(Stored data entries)
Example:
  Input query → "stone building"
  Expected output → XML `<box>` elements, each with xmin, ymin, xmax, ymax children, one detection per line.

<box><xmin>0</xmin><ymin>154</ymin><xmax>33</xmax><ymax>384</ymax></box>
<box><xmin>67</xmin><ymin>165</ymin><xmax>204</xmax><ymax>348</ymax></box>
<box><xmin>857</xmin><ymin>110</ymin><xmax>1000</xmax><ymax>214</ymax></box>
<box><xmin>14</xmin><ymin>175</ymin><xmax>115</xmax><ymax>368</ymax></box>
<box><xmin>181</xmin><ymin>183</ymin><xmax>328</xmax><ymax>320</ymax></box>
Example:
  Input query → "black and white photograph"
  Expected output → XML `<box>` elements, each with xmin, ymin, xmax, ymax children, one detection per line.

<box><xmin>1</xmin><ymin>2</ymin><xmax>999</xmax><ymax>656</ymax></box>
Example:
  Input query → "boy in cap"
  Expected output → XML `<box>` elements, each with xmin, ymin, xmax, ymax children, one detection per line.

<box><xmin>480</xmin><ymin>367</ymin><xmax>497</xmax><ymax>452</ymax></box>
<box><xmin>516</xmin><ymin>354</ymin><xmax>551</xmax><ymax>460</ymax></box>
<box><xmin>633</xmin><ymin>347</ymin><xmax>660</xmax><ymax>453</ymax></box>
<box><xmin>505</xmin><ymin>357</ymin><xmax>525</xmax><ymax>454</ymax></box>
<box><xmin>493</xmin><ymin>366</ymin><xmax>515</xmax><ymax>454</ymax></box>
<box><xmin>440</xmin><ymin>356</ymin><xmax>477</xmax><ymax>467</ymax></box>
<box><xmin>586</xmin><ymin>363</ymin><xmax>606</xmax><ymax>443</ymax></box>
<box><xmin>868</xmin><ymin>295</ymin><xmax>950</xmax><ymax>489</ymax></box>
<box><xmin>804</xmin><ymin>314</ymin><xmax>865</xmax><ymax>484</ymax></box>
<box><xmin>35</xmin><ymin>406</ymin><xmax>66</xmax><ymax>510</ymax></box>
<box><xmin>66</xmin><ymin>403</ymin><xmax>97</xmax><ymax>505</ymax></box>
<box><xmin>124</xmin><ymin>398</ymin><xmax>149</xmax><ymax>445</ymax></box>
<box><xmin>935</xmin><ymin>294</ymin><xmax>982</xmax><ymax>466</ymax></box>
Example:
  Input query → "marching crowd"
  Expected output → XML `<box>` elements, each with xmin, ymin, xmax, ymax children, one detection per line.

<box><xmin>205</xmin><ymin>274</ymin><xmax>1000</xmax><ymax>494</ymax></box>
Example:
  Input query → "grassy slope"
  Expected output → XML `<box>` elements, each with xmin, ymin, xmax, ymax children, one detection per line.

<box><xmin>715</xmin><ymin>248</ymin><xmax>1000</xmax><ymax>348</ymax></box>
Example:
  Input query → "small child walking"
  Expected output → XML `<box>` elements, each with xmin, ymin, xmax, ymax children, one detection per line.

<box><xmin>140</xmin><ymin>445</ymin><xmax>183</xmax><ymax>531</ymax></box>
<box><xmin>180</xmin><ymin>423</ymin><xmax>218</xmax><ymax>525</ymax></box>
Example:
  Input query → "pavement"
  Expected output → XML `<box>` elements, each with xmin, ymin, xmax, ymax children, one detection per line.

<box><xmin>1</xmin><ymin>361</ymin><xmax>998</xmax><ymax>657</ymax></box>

Task » In the entries above, find each line that has the word "Input". Copy it.

Exercise result »
  Input query → "stone building"
  Input query → "black and white photograph"
  Input query → "boy in cap"
  Input query → "marching crowd"
  Input query → "grassy slope"
  Input query → "small child walking"
  Input query → "pavement"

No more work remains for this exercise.